EXCERPT PROVIDED =
== == ==

Some of the DOM operations used to turn the MSXML.DLL processor's DOM output into something that could be examined for correctness had an unanticipated side effect. They identified problems in the DOM implementation that had been hooked up to the underlying processor. These need to be worked around, otherwise exceptions, reflecting internal errors of some kind, are thrown by some DOM operations:
- The DocumentType node has children, which it should not. These children must be explicitly ignored for many operations. This may be the reason that Document.getElementsByTagName returned some elements more than once when they came from external entities.
- In some cases the Element.normalize method throws an exception. This seems coupled to external entities with just one character, marking a line end.
- Text declarations (<?xml encoding='...'?>) at the beginning of external entities are exposed as if they were processing instructions. (Regardless of partial syntactic similarities, the XML spec is quite explicit that processing instructions do not use the name 'xml.') These need to be explicitly removed or ignored in certain cases.
In addition, I noticed that in this DOM, the SYSTEM identifiers found in Entity nodes are not resolved. Several other DOM implementations provide such IDs in fully resolved form, making less work for applications that need to use such URIs. The DOM specification should probably make both available because neither approach can address all problems.
The online MSDN documentation for this DOM was incorrect when I looked at it, though I understand that will be fixed. The reason is worrisome: when looking at this documentation with Netscape Communicator, I was served pages which didn't list a number of important standard methods for the NamedNodeList objects (such as the item method). I'm told that if it's read using Internet Explorer 5, and with use of ActiveX controls enabled, the content is correct. Since I disable use of ActiveX controls because of their security problems, accurate system documentation was unavailable to me.
As noted earlier, DOM still needs some work before it can truly be an implementation-independent API. This includes having ways to hook a DOM up to an XML processor (parsing document text into a DOM tree), and setting options for validation, whitespace handling, and use of various types of nodes in resulting tree.

== == ==

HOW TO COMPLETE THIS TASK =
Rewrite the part of the MSXML DOM text that opens with the words containing "- In some cases" and closes with "address all problems.", replacing "external entities" with "external parsed entities". Nothing in the records is needed here.

Data excerpts
== == ==

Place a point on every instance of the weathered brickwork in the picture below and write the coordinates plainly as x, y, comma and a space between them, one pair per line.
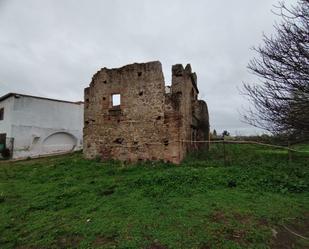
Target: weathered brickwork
149, 124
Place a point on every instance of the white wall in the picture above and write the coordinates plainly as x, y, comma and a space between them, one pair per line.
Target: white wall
41, 126
5, 124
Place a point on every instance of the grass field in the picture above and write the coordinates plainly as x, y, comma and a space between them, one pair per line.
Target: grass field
247, 202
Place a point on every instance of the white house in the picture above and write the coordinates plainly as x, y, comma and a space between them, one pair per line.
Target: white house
32, 126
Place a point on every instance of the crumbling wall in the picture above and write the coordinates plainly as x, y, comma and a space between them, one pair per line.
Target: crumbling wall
134, 130
149, 124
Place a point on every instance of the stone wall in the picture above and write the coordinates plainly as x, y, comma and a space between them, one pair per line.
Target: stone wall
149, 124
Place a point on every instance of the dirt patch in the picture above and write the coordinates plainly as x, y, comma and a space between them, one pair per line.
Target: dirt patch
243, 219
156, 245
69, 241
219, 217
236, 235
103, 240
284, 237
205, 246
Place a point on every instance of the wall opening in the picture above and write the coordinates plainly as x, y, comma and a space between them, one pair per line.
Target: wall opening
116, 99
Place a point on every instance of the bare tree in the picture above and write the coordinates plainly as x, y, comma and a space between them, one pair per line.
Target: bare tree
281, 100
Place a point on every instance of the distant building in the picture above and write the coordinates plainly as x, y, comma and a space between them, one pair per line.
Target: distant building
131, 115
32, 126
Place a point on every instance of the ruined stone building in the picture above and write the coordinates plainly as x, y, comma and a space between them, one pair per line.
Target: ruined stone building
131, 115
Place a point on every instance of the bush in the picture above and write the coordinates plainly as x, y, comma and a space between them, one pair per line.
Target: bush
6, 153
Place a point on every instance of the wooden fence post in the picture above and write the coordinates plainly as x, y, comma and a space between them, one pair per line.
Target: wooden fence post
224, 151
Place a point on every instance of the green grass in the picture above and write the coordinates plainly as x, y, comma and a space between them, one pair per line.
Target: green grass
206, 202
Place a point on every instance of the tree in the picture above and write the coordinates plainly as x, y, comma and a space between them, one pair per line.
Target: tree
214, 133
281, 101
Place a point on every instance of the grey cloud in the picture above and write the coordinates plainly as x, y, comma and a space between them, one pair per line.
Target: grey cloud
52, 48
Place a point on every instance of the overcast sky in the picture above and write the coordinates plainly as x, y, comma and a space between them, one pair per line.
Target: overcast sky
52, 48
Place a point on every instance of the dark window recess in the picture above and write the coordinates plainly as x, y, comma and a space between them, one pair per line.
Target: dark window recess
1, 113
116, 99
119, 140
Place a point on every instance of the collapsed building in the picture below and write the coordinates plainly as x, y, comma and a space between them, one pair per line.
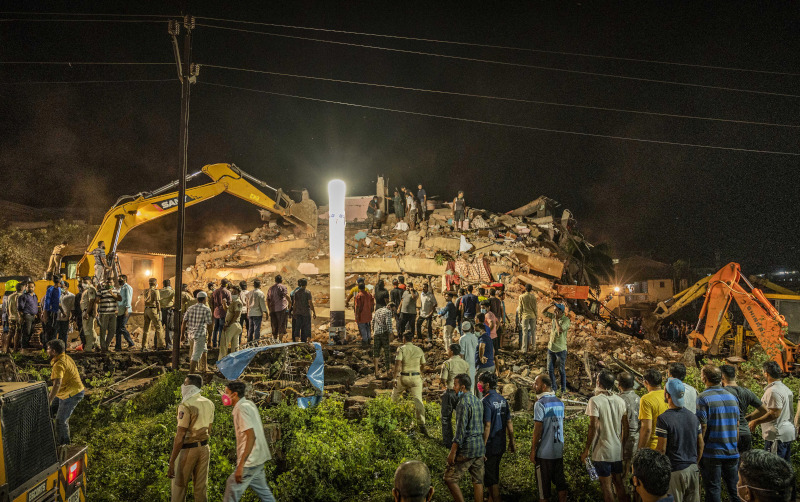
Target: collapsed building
537, 244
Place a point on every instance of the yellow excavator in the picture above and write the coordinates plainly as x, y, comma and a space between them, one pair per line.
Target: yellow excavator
130, 211
780, 311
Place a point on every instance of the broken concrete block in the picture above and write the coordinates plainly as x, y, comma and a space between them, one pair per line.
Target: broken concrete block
539, 263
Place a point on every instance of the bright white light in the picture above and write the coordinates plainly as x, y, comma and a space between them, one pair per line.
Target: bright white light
336, 193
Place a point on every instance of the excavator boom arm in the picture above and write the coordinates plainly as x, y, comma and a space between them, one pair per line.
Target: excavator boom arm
124, 217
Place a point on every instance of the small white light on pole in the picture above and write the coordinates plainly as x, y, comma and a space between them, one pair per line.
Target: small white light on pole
336, 225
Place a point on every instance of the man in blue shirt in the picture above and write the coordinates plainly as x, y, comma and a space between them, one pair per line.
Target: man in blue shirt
468, 305
468, 448
485, 354
547, 445
718, 412
50, 307
496, 425
422, 197
450, 314
28, 308
123, 312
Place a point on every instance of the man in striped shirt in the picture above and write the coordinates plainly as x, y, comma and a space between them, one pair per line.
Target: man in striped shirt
718, 412
468, 448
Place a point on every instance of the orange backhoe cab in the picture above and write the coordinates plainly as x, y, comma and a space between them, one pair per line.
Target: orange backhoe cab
768, 325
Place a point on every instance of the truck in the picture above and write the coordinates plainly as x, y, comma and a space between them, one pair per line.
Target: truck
32, 468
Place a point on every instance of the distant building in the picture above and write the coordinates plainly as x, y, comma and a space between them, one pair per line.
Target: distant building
637, 281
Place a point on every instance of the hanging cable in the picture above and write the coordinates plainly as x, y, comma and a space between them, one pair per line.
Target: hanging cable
504, 47
514, 100
37, 82
502, 124
505, 63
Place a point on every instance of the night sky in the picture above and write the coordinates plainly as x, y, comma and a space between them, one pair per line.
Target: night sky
86, 144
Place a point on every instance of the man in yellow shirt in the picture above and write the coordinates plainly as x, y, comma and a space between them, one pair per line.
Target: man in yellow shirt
650, 407
407, 371
67, 389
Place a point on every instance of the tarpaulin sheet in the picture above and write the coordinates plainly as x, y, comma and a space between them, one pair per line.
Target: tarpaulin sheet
232, 366
573, 292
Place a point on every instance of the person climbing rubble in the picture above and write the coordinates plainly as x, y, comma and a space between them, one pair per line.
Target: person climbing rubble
557, 346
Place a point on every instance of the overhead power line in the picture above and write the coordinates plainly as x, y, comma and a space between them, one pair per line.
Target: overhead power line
64, 20
37, 82
502, 124
504, 63
504, 47
81, 63
82, 14
498, 98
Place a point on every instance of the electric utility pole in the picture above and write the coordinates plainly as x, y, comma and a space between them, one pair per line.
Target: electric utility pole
187, 73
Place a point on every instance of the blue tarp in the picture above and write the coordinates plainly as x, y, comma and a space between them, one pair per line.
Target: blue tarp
232, 366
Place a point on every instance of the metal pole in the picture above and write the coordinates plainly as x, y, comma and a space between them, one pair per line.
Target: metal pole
186, 70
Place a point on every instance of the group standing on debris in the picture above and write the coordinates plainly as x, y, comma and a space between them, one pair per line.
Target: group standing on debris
662, 446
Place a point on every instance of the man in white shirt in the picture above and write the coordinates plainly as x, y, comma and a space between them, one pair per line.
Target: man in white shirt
608, 431
252, 450
776, 425
678, 370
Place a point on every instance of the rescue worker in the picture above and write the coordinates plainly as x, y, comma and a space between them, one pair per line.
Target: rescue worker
187, 299
382, 329
55, 260
232, 332
252, 450
152, 315
195, 325
407, 372
190, 452
459, 210
372, 211
67, 390
89, 302
166, 302
50, 309
399, 206
14, 330
100, 263
456, 365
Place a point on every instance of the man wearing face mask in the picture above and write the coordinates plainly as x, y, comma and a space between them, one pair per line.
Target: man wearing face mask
252, 450
651, 474
468, 448
190, 451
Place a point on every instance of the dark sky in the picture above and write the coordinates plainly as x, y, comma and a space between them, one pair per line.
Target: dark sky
87, 144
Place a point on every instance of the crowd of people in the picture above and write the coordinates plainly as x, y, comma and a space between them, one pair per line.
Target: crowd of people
662, 446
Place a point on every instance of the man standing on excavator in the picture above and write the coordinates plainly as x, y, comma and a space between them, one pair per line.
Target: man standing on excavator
100, 263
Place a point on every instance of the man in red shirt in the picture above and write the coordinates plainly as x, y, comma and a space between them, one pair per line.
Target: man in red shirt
278, 303
364, 305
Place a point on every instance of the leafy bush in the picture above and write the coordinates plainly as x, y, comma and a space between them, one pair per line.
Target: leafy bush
320, 455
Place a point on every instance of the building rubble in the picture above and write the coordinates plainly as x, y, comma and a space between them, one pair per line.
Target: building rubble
527, 245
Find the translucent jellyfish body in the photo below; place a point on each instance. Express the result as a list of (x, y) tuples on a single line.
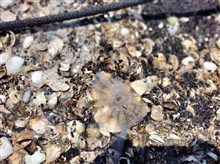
[(117, 107)]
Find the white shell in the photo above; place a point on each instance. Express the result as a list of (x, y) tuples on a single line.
[(36, 77), (38, 125), (155, 136), (54, 81), (6, 3), (36, 158), (14, 65), (6, 148), (139, 86), (53, 152), (40, 99), (26, 96), (28, 41)]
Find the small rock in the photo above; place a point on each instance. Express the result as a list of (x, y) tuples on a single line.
[(14, 65), (157, 113)]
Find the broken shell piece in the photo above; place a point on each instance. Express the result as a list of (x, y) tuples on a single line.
[(117, 106), (191, 110), (17, 157), (36, 78), (166, 82), (55, 47), (174, 136), (155, 136), (6, 148), (88, 157), (189, 45), (157, 113), (173, 25), (7, 3), (148, 45), (52, 102), (40, 99), (159, 61), (14, 65), (64, 66), (133, 52), (218, 42), (54, 81), (53, 152), (153, 80), (80, 127), (139, 86), (26, 96), (93, 131), (4, 110), (28, 41), (174, 62), (172, 20), (38, 124), (36, 158), (22, 140), (187, 60), (215, 55), (15, 96)]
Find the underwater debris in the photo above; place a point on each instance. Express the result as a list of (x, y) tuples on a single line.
[(117, 106)]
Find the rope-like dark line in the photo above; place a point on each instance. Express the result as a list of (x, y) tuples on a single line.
[(69, 15)]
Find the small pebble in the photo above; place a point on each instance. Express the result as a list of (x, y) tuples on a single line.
[(14, 65)]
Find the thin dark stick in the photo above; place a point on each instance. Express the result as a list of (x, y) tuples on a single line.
[(68, 15)]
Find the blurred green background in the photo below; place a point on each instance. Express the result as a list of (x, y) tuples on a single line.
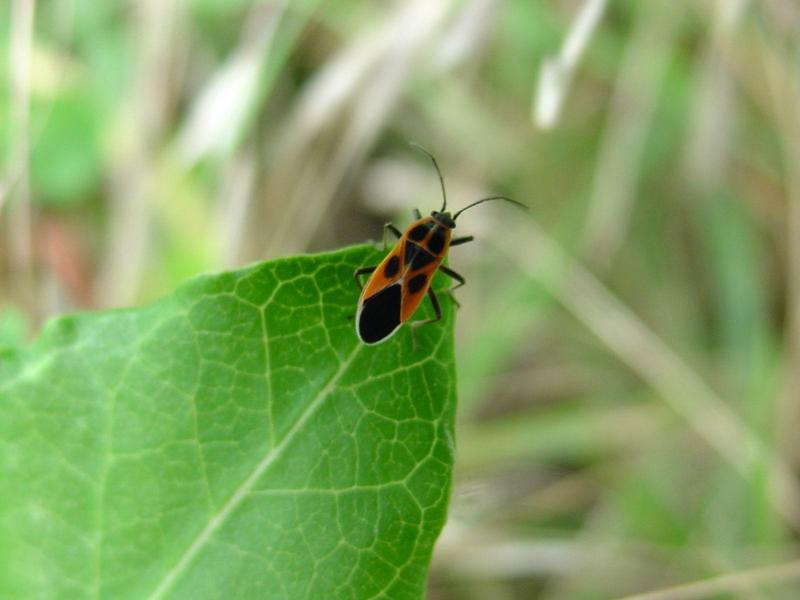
[(628, 353)]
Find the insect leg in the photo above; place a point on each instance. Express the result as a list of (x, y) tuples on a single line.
[(393, 229), (459, 241), (362, 271), (436, 309), (453, 275)]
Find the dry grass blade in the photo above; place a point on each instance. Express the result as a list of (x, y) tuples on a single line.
[(17, 188), (556, 73), (731, 583), (133, 181), (630, 119), (649, 356), (340, 114)]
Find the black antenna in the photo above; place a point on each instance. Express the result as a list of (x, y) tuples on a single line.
[(436, 166), (455, 216)]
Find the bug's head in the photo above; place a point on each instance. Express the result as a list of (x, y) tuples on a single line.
[(441, 216), (444, 219)]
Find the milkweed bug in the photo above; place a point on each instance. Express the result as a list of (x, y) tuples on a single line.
[(397, 285)]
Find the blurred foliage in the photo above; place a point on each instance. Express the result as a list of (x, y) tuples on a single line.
[(628, 357)]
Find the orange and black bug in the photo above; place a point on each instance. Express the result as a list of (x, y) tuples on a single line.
[(397, 285)]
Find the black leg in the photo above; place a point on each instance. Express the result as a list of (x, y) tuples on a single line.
[(459, 241), (436, 309), (362, 271), (453, 275), (394, 230)]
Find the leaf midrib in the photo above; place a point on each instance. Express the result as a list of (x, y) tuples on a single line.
[(239, 494)]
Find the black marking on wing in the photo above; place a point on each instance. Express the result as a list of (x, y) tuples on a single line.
[(422, 258), (392, 267), (419, 232), (436, 241), (380, 315), (416, 283), (409, 252)]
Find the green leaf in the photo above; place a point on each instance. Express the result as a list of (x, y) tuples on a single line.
[(233, 440)]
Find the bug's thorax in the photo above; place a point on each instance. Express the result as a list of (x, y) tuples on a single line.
[(445, 219)]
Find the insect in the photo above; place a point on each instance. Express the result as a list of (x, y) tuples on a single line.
[(397, 285)]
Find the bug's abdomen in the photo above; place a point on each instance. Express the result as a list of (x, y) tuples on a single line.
[(379, 315)]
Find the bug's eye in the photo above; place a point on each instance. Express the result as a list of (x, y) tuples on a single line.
[(418, 233)]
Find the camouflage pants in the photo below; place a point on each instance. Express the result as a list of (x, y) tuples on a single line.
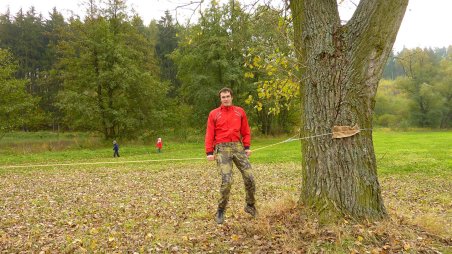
[(225, 154)]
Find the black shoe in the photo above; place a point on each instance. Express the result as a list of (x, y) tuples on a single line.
[(251, 209), (219, 217)]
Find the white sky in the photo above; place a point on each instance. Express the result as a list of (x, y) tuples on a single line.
[(426, 23)]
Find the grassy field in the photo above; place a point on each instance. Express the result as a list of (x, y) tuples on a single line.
[(168, 206)]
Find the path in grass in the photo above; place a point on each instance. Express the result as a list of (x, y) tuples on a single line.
[(169, 207)]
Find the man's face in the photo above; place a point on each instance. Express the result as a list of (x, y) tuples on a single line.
[(226, 99)]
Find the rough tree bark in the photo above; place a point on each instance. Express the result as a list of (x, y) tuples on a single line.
[(341, 66)]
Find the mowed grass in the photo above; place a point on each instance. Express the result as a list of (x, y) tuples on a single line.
[(168, 206)]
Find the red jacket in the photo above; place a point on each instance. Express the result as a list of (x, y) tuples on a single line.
[(227, 124)]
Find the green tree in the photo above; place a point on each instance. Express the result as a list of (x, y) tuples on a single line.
[(166, 43), (16, 105), (210, 56), (421, 69), (444, 88), (391, 108), (269, 62), (110, 74), (341, 65)]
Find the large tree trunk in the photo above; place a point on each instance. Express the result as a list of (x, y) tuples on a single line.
[(341, 66)]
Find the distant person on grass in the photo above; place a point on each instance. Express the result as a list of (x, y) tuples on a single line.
[(115, 149), (159, 145), (228, 138)]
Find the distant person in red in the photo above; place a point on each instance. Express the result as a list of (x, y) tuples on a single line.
[(159, 145)]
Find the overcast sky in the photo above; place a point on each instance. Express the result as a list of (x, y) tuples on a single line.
[(426, 23)]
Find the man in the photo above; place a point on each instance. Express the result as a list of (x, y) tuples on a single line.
[(228, 136)]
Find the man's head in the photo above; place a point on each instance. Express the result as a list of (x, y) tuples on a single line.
[(225, 96)]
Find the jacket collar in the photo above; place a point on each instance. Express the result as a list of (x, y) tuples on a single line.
[(222, 107)]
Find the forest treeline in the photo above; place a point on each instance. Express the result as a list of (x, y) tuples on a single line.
[(108, 72)]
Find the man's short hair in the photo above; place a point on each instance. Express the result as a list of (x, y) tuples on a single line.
[(224, 90)]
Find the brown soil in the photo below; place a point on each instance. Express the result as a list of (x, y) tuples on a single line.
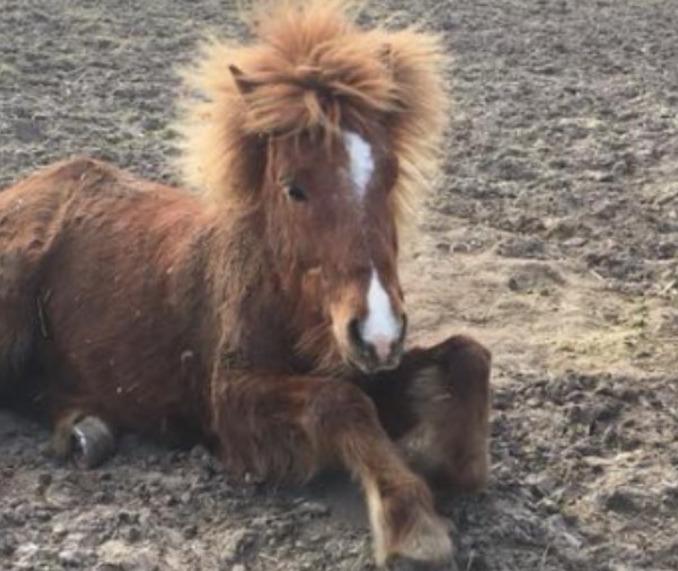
[(552, 237)]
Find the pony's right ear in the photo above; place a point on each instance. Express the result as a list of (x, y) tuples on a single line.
[(242, 82)]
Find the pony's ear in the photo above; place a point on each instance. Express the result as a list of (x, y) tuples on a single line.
[(242, 82)]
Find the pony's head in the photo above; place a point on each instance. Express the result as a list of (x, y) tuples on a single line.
[(329, 130)]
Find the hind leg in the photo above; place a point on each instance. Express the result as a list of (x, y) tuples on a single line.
[(436, 404), (86, 439)]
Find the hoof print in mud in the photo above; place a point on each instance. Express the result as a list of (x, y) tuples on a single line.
[(409, 564)]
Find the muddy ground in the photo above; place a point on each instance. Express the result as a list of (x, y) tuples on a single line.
[(552, 237)]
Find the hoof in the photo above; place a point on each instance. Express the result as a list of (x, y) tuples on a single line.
[(92, 442)]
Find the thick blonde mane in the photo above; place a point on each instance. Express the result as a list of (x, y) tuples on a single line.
[(312, 68)]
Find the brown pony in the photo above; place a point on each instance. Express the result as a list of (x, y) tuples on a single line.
[(263, 314)]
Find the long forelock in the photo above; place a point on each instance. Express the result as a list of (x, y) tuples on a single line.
[(311, 69)]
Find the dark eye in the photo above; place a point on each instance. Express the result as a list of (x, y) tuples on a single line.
[(296, 193)]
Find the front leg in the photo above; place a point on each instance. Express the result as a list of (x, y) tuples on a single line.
[(436, 404), (289, 428)]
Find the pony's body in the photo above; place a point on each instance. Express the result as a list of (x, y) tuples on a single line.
[(265, 314)]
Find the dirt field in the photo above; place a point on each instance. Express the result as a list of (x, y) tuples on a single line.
[(553, 237)]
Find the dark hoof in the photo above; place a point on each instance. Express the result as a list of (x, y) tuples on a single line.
[(92, 442)]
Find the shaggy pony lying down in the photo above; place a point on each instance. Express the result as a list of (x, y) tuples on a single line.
[(262, 314)]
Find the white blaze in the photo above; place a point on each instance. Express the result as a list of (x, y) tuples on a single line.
[(381, 328), (361, 162)]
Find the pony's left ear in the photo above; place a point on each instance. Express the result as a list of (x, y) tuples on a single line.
[(242, 82)]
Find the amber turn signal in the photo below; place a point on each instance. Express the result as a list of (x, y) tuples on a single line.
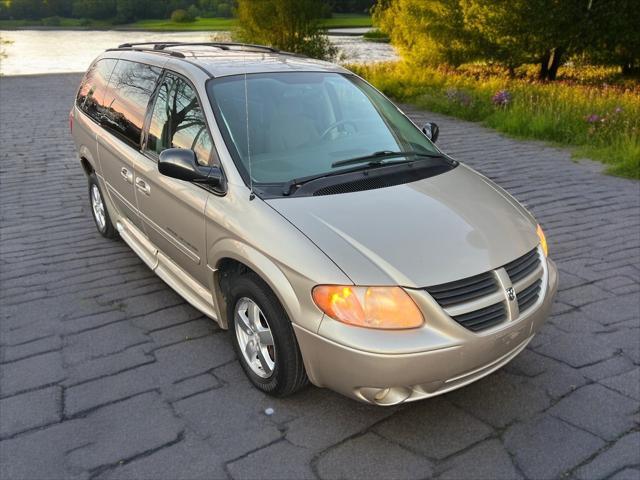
[(373, 307), (543, 240)]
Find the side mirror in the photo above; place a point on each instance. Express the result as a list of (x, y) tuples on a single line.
[(181, 163), (431, 131)]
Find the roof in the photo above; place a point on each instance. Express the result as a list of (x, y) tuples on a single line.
[(224, 59)]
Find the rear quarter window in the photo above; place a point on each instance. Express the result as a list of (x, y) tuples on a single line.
[(125, 102), (90, 97)]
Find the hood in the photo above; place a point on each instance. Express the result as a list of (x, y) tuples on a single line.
[(423, 233)]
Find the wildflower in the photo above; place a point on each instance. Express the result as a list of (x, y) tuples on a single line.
[(501, 98), (452, 94)]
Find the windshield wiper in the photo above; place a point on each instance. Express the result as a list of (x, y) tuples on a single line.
[(381, 156), (373, 161)]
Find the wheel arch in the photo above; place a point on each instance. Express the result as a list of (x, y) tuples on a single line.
[(235, 257), (87, 161)]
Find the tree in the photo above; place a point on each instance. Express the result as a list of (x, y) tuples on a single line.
[(427, 31), (96, 9), (291, 25), (514, 32), (613, 36)]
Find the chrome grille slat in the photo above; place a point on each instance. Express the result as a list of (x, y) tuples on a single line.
[(523, 266), (478, 303), (465, 290), (529, 295), (483, 318)]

== == ==

PROBLEM SOLUTION =
- In some cases the Element.normalize method throws an exception. This seems coupled to external parsed entities with just one character, marking a line end.
- Text declarations (<?xml encoding='...'?>) at the beginning of external parsed entities are exposed as if they were processing instructions. (Regardless of partial syntactic similarities, the XML spec is quite explicit that processing instructions do not use the name 'xml.') These need to be explicitly removed or ignored in certain cases.
In addition, I noticed that in this DOM, the SYSTEM identifiers found in Entity nodes are not resolved. Several other DOM implementations provide such IDs in fully resolved form, making less work for applications that need to use such URIs. The DOM specification should probably make both available because neither approach can address all problems.